> _The exercise_
Copy the following material line for line, with no changes of any kind.

> _Records excerpted from a collection_
>> START
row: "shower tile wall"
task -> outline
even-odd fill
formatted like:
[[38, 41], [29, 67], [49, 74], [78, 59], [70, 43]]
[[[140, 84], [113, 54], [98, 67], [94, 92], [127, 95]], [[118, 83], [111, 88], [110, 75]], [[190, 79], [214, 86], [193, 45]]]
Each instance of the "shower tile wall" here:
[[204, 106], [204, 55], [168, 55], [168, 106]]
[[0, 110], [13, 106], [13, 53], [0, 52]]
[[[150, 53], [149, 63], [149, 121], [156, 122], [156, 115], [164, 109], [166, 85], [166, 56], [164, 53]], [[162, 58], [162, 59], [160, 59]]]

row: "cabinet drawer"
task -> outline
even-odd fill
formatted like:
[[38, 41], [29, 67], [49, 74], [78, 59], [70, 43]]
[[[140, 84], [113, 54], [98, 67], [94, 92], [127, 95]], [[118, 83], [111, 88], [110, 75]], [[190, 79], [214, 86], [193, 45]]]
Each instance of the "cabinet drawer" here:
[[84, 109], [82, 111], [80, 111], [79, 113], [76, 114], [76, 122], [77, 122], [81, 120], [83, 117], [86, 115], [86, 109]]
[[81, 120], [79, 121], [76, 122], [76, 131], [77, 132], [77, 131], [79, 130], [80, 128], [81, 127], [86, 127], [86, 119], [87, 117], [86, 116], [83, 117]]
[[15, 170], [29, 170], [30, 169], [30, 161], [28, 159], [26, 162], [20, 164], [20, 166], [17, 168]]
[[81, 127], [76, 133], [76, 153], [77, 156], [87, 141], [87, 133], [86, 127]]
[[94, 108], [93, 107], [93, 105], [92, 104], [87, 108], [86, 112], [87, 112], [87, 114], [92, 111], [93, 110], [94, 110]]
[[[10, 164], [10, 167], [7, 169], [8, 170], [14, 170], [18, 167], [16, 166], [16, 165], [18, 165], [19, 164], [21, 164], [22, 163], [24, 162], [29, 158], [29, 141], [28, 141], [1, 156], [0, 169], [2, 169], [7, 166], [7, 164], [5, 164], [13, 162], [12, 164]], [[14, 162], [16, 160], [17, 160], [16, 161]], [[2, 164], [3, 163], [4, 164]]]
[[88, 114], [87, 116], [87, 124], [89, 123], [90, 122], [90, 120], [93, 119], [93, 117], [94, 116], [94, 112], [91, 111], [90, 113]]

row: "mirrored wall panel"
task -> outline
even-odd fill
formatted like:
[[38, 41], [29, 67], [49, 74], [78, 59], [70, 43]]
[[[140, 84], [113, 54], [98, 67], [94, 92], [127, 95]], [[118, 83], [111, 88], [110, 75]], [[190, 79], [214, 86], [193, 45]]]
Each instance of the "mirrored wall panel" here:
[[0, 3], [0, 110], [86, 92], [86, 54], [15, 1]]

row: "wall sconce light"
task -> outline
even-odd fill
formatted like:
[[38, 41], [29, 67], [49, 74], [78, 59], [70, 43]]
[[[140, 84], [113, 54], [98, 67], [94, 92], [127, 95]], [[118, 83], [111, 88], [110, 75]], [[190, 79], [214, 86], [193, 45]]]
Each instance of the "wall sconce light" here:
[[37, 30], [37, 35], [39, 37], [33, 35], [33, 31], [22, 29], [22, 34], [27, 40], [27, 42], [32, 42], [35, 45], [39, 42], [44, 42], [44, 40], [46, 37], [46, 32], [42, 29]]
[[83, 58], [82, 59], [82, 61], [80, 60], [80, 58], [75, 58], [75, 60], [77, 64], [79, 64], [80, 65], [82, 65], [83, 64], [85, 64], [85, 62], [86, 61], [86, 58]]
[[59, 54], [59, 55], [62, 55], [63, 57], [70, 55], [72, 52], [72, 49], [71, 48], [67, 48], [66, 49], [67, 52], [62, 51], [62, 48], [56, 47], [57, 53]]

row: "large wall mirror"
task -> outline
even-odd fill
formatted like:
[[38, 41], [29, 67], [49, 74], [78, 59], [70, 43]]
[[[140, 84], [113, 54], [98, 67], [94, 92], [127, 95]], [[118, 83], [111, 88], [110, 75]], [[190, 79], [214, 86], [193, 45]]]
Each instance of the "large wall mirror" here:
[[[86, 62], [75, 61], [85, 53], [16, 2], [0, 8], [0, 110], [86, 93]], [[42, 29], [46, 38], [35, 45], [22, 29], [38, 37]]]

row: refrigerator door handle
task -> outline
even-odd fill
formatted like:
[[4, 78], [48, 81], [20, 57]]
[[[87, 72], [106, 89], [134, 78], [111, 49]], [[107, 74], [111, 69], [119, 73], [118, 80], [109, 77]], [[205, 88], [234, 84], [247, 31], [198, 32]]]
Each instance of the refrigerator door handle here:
>> END
> _Answer in full_
row: "shower tile wall"
task -> outline
even-odd fill
formatted like:
[[38, 41], [29, 67], [49, 74], [78, 59], [70, 43]]
[[[140, 84], [113, 54], [98, 67], [94, 92], [127, 95]], [[118, 83], [111, 88], [110, 75]], [[190, 79], [214, 86], [193, 45]]]
Each instance of the "shower tile wall" here:
[[204, 106], [204, 55], [168, 55], [168, 106]]
[[0, 110], [13, 106], [13, 53], [0, 52]]
[[[150, 53], [149, 63], [149, 121], [156, 122], [156, 115], [164, 109], [166, 85], [166, 56], [164, 53]], [[162, 58], [162, 59], [160, 59]]]

row: "cabinet drawer"
task -> outline
even-odd fill
formatted like:
[[38, 41], [29, 67], [49, 74], [78, 59], [70, 43]]
[[[140, 84], [113, 54], [98, 67], [94, 92], [127, 95]], [[118, 83], [111, 88], [110, 75]], [[190, 79], [214, 86], [193, 45]]]
Each instance of the "cabinet drawer" here:
[[84, 109], [82, 111], [80, 111], [79, 113], [76, 114], [76, 122], [77, 122], [81, 120], [83, 117], [86, 115], [86, 109]]
[[81, 120], [79, 121], [76, 122], [76, 131], [77, 132], [77, 131], [79, 130], [80, 128], [81, 127], [86, 127], [86, 119], [87, 117], [86, 116], [83, 117]]
[[15, 170], [29, 170], [30, 169], [30, 161], [28, 159], [26, 162], [20, 164], [20, 166], [17, 168]]
[[81, 127], [76, 133], [76, 153], [77, 156], [87, 141], [87, 133], [86, 127]]
[[94, 108], [93, 107], [93, 105], [92, 104], [87, 108], [86, 112], [87, 112], [87, 114], [92, 111], [93, 110], [94, 110]]
[[[10, 164], [10, 167], [7, 169], [8, 170], [14, 170], [18, 167], [16, 166], [16, 165], [18, 165], [19, 164], [21, 164], [22, 163], [24, 162], [29, 158], [29, 141], [28, 141], [1, 156], [0, 169], [2, 169], [7, 166], [7, 164], [5, 164], [13, 162], [12, 164]], [[14, 162], [16, 160], [17, 160], [16, 161]], [[2, 164], [3, 163], [4, 164]]]
[[88, 114], [87, 116], [87, 124], [89, 123], [90, 122], [90, 120], [93, 119], [93, 117], [94, 116], [94, 112], [91, 111], [90, 113]]

row: "mirrored wall panel"
task -> outline
even-odd fill
formatted like:
[[38, 41], [29, 67], [49, 74], [78, 59], [70, 43]]
[[[140, 84], [113, 54], [98, 67], [94, 92], [127, 95]], [[118, 83], [111, 88], [110, 75]], [[190, 79], [214, 86], [193, 45]]]
Each instance of the "mirrored wall panel" here:
[[0, 3], [0, 110], [86, 92], [86, 54], [15, 1]]

row: "wall sconce light"
task -> outline
even-odd fill
formatted like:
[[38, 41], [29, 67], [49, 74], [78, 59], [70, 43]]
[[[140, 84], [113, 54], [98, 67], [94, 92], [127, 95]], [[118, 83], [111, 88], [110, 75]], [[190, 79], [214, 86], [193, 45]]]
Each instance of the "wall sconce light" here:
[[37, 30], [37, 35], [39, 37], [33, 35], [33, 31], [22, 29], [22, 34], [27, 40], [27, 42], [32, 42], [35, 45], [39, 42], [44, 42], [44, 40], [46, 37], [46, 32], [42, 29]]
[[83, 58], [82, 59], [82, 61], [80, 60], [80, 58], [75, 58], [75, 60], [77, 64], [79, 64], [80, 65], [82, 65], [83, 64], [85, 64], [85, 62], [86, 61], [86, 58]]
[[59, 54], [59, 55], [62, 55], [63, 57], [70, 55], [72, 52], [72, 49], [71, 48], [67, 48], [66, 49], [67, 52], [62, 51], [62, 48], [56, 47], [57, 53]]

row: "large wall mirror"
task -> outline
even-odd fill
formatted like:
[[38, 41], [29, 67], [49, 74], [78, 59], [70, 43]]
[[[140, 84], [113, 54], [98, 67], [94, 92], [127, 95]], [[118, 83], [111, 88], [110, 75]], [[190, 79], [214, 86], [193, 45]]]
Each instance of the "large wall mirror" here:
[[[86, 62], [75, 61], [85, 53], [16, 2], [0, 8], [0, 110], [86, 93]], [[42, 29], [46, 38], [35, 45], [22, 29], [38, 37]]]

row: refrigerator door handle
task -> outline
even-odd fill
formatted like:
[[4, 78], [48, 81], [20, 57]]
[[[87, 72], [106, 89], [134, 78], [111, 49]], [[107, 74], [111, 69], [119, 73], [118, 80], [109, 77]], [[205, 88], [234, 84], [247, 31], [198, 32]]]
Each instance of the refrigerator door handle here:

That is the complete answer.